● Activities:
[1] Say whether each statement agrees with the fiscal sustainability article below: (a) the writer calls it a "conventional budget"; (b) the budget has been described as "reformist"; (c) the budget's main distinguishing feature is a large rise in infrastructure spending. For each, answer yes or no and quote the deciding words.
[2] Please print the part of the fiscal sustainability article that opens with the words containing "Many different words" and closes with "planned development programmes.".

**** Provided text

The path to fiscal sustainability

March 01, 2013 01:33 am | Updated March 02, 2013 01:45 am IST

MGNREGS beneficiaries at a work site in Srikakulam in Andhra Pradesh.

MGNREGS beneficiaries at a work site in Srikakulam in Andhra Pradesh.

Many different words have been used to describe this budget — “reasonable,” “responsible,” “sound,” “did no harm.” The words that have not been used are “reformist” or “big bang.” I would call it a “conventional budget,” by which I mean what one had begun to expect once the reforms of the 1990s were over. Its main distinguishing feature is the determination to hold to fiscal deficit fixed in the budget and outlined in the long term policy stance. This is a welcome and necessary departure from the budgets since 2009-10. For the rest, it was the usual socio-political document, with a number of expenditure allocations to different groups to reassure them of its inclusive nature, and incremental measures to correct small anomalies in infrastructure sectors, presumed to be the central propeller of government planned development programmes.

********
**** Data for review

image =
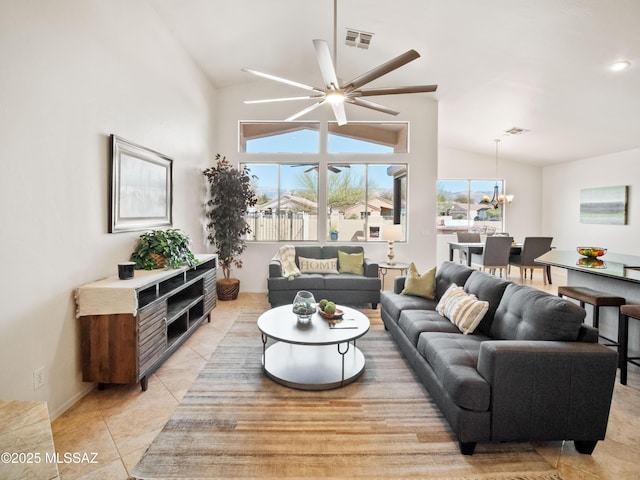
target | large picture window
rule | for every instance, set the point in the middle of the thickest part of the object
(287, 208)
(360, 196)
(464, 205)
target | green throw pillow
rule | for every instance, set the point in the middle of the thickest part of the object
(420, 285)
(351, 262)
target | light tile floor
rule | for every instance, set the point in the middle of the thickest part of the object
(120, 421)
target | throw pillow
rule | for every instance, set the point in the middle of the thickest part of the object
(463, 310)
(317, 265)
(420, 285)
(451, 292)
(351, 262)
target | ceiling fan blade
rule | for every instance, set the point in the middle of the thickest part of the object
(372, 105)
(326, 64)
(283, 99)
(381, 70)
(304, 111)
(340, 114)
(282, 80)
(369, 92)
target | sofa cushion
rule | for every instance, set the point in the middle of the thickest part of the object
(309, 251)
(350, 281)
(351, 262)
(318, 265)
(490, 289)
(414, 322)
(420, 285)
(449, 273)
(395, 303)
(306, 281)
(525, 313)
(331, 251)
(463, 309)
(454, 358)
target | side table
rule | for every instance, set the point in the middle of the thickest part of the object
(384, 267)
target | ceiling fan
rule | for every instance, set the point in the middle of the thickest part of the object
(331, 168)
(337, 94)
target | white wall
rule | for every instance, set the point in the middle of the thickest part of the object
(73, 72)
(561, 201)
(422, 113)
(523, 217)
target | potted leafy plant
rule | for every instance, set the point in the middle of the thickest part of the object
(163, 248)
(333, 232)
(231, 196)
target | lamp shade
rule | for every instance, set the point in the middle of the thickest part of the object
(391, 233)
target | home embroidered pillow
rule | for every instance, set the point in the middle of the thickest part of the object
(464, 310)
(318, 265)
(420, 285)
(351, 262)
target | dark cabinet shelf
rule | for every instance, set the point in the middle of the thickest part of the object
(128, 345)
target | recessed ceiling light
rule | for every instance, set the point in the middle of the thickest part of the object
(620, 65)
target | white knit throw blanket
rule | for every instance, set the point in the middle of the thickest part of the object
(287, 256)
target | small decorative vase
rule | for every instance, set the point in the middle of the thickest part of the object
(304, 306)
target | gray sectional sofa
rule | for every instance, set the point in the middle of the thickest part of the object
(531, 370)
(342, 288)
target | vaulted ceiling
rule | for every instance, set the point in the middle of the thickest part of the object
(539, 65)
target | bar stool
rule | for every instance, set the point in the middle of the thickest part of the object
(626, 311)
(596, 299)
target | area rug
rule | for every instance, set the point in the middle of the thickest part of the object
(236, 423)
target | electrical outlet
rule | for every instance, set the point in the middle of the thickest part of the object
(39, 378)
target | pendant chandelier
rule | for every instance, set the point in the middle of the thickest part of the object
(498, 199)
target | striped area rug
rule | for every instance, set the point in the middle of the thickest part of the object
(236, 423)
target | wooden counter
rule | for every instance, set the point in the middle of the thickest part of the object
(618, 274)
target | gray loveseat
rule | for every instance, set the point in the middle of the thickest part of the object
(531, 370)
(342, 288)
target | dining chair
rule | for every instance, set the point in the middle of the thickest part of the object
(495, 255)
(466, 237)
(532, 248)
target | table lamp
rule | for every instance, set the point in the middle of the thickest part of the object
(391, 233)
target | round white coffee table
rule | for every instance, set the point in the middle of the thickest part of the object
(312, 356)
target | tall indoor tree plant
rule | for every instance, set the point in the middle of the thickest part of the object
(230, 198)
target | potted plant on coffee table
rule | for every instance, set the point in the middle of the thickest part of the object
(231, 196)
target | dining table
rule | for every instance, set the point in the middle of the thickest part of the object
(478, 247)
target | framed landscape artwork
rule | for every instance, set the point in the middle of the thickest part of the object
(141, 187)
(604, 205)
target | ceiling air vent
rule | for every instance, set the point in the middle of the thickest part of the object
(516, 131)
(357, 38)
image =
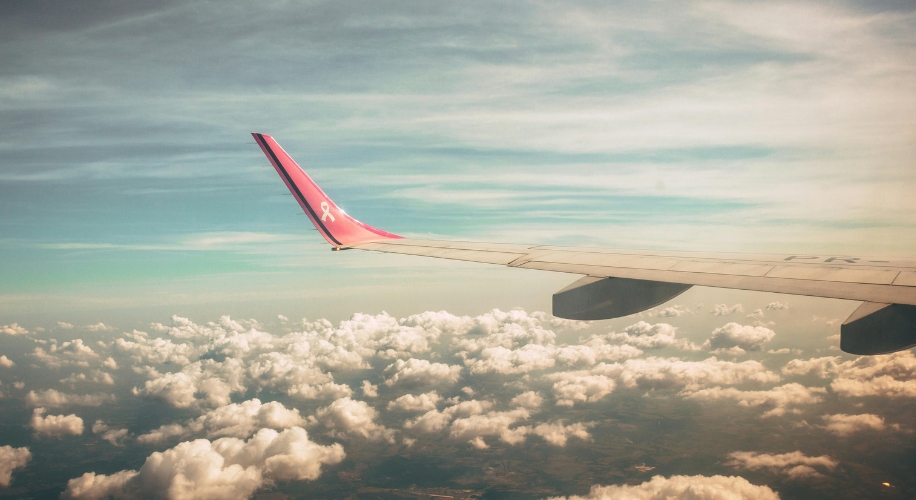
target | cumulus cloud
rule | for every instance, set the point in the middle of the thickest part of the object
(225, 468)
(233, 420)
(530, 399)
(693, 487)
(648, 336)
(420, 402)
(575, 387)
(434, 421)
(475, 428)
(113, 436)
(95, 376)
(795, 465)
(99, 327)
(748, 338)
(13, 329)
(369, 390)
(591, 385)
(348, 417)
(54, 399)
(55, 425)
(70, 353)
(214, 381)
(779, 399)
(724, 310)
(671, 312)
(756, 314)
(557, 434)
(10, 460)
(891, 375)
(844, 425)
(415, 372)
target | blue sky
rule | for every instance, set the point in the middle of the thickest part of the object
(140, 223)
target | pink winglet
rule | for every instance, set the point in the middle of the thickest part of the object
(337, 227)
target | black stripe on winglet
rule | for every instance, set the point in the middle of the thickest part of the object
(298, 193)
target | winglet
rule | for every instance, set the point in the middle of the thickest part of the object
(341, 230)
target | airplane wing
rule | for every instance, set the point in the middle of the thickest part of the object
(618, 283)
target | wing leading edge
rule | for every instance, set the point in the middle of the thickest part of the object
(617, 283)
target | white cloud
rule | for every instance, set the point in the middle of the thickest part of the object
(225, 468)
(143, 349)
(692, 487)
(671, 312)
(214, 381)
(369, 390)
(756, 314)
(421, 372)
(724, 310)
(795, 465)
(749, 338)
(844, 425)
(113, 436)
(476, 427)
(891, 375)
(162, 434)
(54, 399)
(421, 402)
(732, 351)
(653, 373)
(778, 398)
(648, 336)
(73, 352)
(13, 329)
(233, 420)
(97, 376)
(558, 434)
(434, 421)
(508, 361)
(570, 388)
(100, 327)
(530, 399)
(349, 417)
(10, 460)
(784, 350)
(55, 425)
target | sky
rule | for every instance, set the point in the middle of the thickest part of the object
(154, 273)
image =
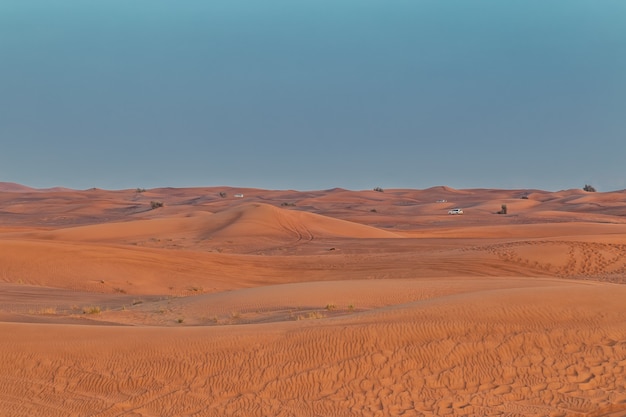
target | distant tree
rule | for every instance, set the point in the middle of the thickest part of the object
(589, 188)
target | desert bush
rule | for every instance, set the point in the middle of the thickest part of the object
(92, 310)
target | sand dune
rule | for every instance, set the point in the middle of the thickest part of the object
(334, 302)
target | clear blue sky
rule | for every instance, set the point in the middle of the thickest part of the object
(313, 94)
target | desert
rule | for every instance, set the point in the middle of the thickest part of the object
(198, 302)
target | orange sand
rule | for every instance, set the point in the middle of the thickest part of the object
(319, 303)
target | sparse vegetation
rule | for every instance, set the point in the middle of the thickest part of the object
(92, 310)
(589, 188)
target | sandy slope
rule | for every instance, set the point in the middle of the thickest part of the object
(335, 302)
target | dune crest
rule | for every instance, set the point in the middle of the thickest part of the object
(336, 302)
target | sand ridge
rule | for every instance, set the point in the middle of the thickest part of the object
(332, 302)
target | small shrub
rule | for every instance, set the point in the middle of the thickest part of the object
(589, 188)
(92, 310)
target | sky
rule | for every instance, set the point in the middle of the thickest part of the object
(313, 94)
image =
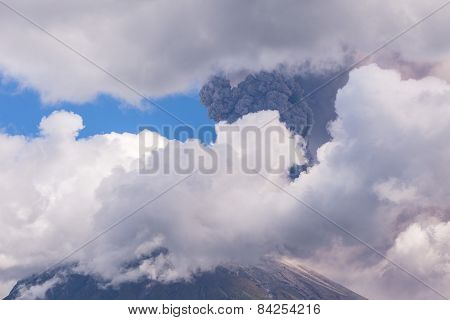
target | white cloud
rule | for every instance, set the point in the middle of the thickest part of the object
(160, 47)
(384, 177)
(58, 191)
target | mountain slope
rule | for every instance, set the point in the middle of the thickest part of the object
(268, 280)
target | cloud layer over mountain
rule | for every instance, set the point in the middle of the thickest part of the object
(161, 47)
(383, 178)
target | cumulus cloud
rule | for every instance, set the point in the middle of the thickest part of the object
(383, 177)
(160, 47)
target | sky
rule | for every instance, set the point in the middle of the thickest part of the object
(69, 142)
(21, 110)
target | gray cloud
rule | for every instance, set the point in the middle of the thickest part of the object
(383, 176)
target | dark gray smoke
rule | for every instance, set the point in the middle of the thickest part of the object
(278, 91)
(262, 91)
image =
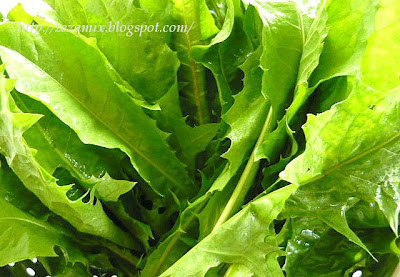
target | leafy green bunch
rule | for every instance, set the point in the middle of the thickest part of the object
(262, 141)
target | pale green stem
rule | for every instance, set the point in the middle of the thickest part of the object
(247, 178)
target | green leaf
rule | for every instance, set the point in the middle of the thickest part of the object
(108, 117)
(252, 242)
(24, 237)
(315, 249)
(192, 78)
(86, 217)
(153, 71)
(350, 23)
(58, 146)
(364, 168)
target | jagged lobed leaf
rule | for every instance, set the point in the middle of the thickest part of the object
(74, 68)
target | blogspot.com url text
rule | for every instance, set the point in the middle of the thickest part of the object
(111, 27)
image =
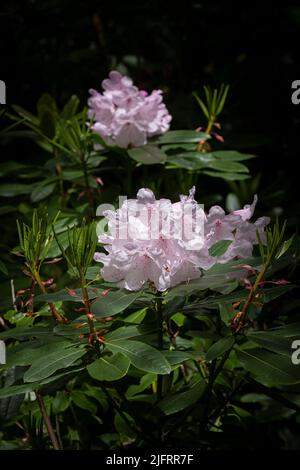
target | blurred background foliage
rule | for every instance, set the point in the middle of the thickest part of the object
(64, 48)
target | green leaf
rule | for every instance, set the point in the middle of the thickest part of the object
(227, 176)
(47, 365)
(142, 356)
(3, 268)
(147, 154)
(175, 137)
(26, 114)
(83, 401)
(11, 167)
(7, 209)
(269, 368)
(231, 156)
(25, 353)
(109, 367)
(61, 402)
(219, 348)
(47, 113)
(146, 381)
(178, 402)
(15, 189)
(24, 332)
(285, 246)
(18, 389)
(114, 302)
(191, 160)
(219, 248)
(42, 192)
(178, 357)
(272, 342)
(70, 108)
(228, 167)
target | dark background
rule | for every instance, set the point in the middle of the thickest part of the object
(65, 47)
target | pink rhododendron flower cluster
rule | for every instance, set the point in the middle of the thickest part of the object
(125, 116)
(167, 244)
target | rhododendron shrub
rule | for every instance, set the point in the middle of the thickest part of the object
(163, 323)
(166, 244)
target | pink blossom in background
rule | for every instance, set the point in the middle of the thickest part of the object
(167, 244)
(125, 116)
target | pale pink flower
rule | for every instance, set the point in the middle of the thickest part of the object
(125, 116)
(167, 244)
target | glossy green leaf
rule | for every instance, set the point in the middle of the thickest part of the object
(147, 154)
(108, 368)
(48, 364)
(42, 192)
(174, 137)
(114, 302)
(220, 347)
(231, 155)
(227, 176)
(181, 400)
(83, 401)
(142, 356)
(269, 368)
(228, 166)
(14, 189)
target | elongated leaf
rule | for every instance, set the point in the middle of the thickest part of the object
(142, 356)
(231, 155)
(14, 189)
(269, 368)
(46, 366)
(227, 176)
(148, 154)
(26, 353)
(230, 166)
(70, 108)
(3, 268)
(18, 389)
(109, 368)
(174, 403)
(24, 332)
(174, 137)
(83, 401)
(191, 160)
(219, 348)
(114, 302)
(272, 342)
(178, 357)
(42, 192)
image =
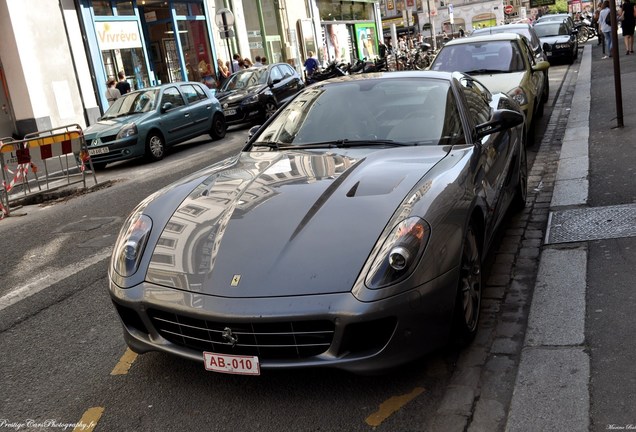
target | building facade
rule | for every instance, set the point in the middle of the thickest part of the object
(57, 55)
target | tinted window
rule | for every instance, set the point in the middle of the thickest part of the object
(192, 93)
(403, 110)
(275, 74)
(477, 98)
(172, 95)
(476, 57)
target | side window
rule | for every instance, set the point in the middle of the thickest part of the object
(192, 93)
(275, 74)
(189, 92)
(287, 71)
(453, 130)
(477, 98)
(172, 95)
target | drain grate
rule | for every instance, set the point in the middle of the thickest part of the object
(592, 223)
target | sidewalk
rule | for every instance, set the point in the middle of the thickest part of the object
(576, 371)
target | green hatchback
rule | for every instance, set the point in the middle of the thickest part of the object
(144, 123)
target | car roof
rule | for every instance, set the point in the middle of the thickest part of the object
(485, 38)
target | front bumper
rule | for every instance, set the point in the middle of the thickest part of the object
(113, 150)
(354, 336)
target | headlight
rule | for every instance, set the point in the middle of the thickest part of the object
(250, 99)
(400, 253)
(131, 244)
(129, 129)
(519, 95)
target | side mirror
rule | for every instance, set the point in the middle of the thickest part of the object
(252, 131)
(500, 120)
(541, 66)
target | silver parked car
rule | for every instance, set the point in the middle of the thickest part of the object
(349, 233)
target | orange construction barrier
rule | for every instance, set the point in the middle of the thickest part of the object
(64, 148)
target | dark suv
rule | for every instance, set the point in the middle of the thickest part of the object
(254, 94)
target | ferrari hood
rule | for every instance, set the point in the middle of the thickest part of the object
(285, 223)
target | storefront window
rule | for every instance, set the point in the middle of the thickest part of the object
(105, 7)
(345, 10)
(123, 53)
(102, 8)
(196, 52)
(124, 7)
(188, 9)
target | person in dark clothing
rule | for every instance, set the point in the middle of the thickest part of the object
(627, 25)
(122, 85)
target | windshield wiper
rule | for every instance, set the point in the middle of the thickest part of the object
(478, 71)
(271, 144)
(344, 143)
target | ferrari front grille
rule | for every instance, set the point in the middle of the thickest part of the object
(267, 340)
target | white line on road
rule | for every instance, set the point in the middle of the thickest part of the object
(49, 279)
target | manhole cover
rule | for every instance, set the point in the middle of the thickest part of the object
(592, 223)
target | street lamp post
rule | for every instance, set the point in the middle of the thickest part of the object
(430, 22)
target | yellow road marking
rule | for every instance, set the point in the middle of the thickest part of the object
(125, 363)
(393, 404)
(89, 420)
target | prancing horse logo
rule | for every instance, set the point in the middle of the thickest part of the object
(228, 336)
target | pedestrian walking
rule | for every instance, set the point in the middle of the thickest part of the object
(606, 28)
(112, 94)
(122, 85)
(627, 25)
(224, 72)
(311, 65)
(235, 65)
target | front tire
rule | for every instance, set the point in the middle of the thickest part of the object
(155, 147)
(468, 301)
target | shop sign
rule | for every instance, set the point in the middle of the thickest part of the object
(117, 34)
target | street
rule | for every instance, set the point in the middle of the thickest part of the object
(64, 360)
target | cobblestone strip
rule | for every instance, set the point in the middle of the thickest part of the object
(480, 391)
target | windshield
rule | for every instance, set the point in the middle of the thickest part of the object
(383, 112)
(551, 29)
(133, 103)
(245, 78)
(480, 57)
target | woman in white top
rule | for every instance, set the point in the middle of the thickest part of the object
(112, 94)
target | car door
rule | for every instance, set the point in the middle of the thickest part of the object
(494, 149)
(199, 109)
(175, 118)
(537, 78)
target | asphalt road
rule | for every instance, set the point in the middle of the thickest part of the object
(64, 360)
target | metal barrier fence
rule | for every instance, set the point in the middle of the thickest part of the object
(19, 160)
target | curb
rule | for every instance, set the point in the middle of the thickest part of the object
(552, 386)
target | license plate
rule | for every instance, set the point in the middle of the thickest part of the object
(100, 150)
(224, 363)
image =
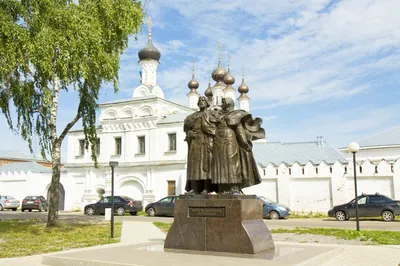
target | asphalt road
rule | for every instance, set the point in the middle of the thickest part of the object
(76, 217)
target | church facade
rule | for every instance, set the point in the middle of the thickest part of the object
(144, 134)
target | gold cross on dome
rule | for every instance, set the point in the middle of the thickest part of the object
(149, 24)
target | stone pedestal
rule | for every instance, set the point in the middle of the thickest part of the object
(220, 223)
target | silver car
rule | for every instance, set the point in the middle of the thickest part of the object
(8, 202)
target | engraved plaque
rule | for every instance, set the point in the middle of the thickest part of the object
(206, 211)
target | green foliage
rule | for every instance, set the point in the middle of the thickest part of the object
(30, 237)
(376, 237)
(47, 46)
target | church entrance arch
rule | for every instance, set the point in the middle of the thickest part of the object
(61, 196)
(131, 187)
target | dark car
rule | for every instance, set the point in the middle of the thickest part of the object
(368, 206)
(8, 202)
(34, 203)
(164, 206)
(122, 204)
(274, 210)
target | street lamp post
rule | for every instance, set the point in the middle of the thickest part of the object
(112, 164)
(354, 148)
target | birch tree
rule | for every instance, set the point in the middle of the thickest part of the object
(50, 46)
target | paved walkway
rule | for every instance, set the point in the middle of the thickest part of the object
(142, 244)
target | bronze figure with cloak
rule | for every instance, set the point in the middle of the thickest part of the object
(199, 136)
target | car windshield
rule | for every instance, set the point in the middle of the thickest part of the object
(127, 198)
(266, 200)
(31, 197)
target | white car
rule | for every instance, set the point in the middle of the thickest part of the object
(8, 202)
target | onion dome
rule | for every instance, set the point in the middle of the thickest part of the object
(193, 84)
(219, 73)
(208, 91)
(229, 79)
(149, 51)
(243, 87)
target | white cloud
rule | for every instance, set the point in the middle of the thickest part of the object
(320, 54)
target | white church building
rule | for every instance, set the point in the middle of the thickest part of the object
(144, 134)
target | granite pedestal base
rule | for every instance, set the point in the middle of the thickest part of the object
(220, 223)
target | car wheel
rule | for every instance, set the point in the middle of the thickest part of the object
(151, 212)
(90, 211)
(274, 215)
(120, 211)
(340, 216)
(387, 216)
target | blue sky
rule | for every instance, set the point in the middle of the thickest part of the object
(314, 67)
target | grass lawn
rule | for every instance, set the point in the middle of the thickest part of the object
(29, 237)
(376, 237)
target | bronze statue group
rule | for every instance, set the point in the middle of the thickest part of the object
(220, 157)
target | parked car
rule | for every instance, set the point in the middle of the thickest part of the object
(274, 210)
(368, 206)
(34, 203)
(164, 206)
(8, 202)
(122, 204)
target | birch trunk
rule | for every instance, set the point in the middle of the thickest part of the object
(52, 218)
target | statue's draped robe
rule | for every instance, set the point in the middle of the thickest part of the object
(232, 159)
(199, 135)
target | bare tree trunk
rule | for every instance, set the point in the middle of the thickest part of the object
(52, 218)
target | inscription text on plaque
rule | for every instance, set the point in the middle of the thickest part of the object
(206, 211)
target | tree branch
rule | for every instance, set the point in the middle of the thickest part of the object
(5, 82)
(72, 123)
(40, 111)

********

● Exercise results:
[1]
(a) Yes: "I would call it a “conventional budget,”"
(b) No: "The words that have not been used are “reformist” or “big bang.”"
(c) No: "Its main distinguishing feature is the determination to hold to fiscal deficit fixed in the budget and outlined in the long term policy stance."

[2]
Many different words have been used to describe this budget — “reasonable,” “responsible,” “sound,” “did no harm.” The words that have not been used are “reformist” or “big bang.” I would call it a “conventional budget,” by which I mean what one had begun to expect once the reforms of the 1990s were over. Its main distinguishing feature is the determination to hold to fiscal deficit fixed in the budget and outlined in the long term policy stance. This is a welcome and necessary departure from the budgets since 2009-10. For the rest, it was the usual socio-political document, with a number of expenditure allocations to different groups to reassure them of its inclusive nature, and incremental measures to correct small anomalies in infrastructure sectors, presumed to be the central propeller of government planned development programmes.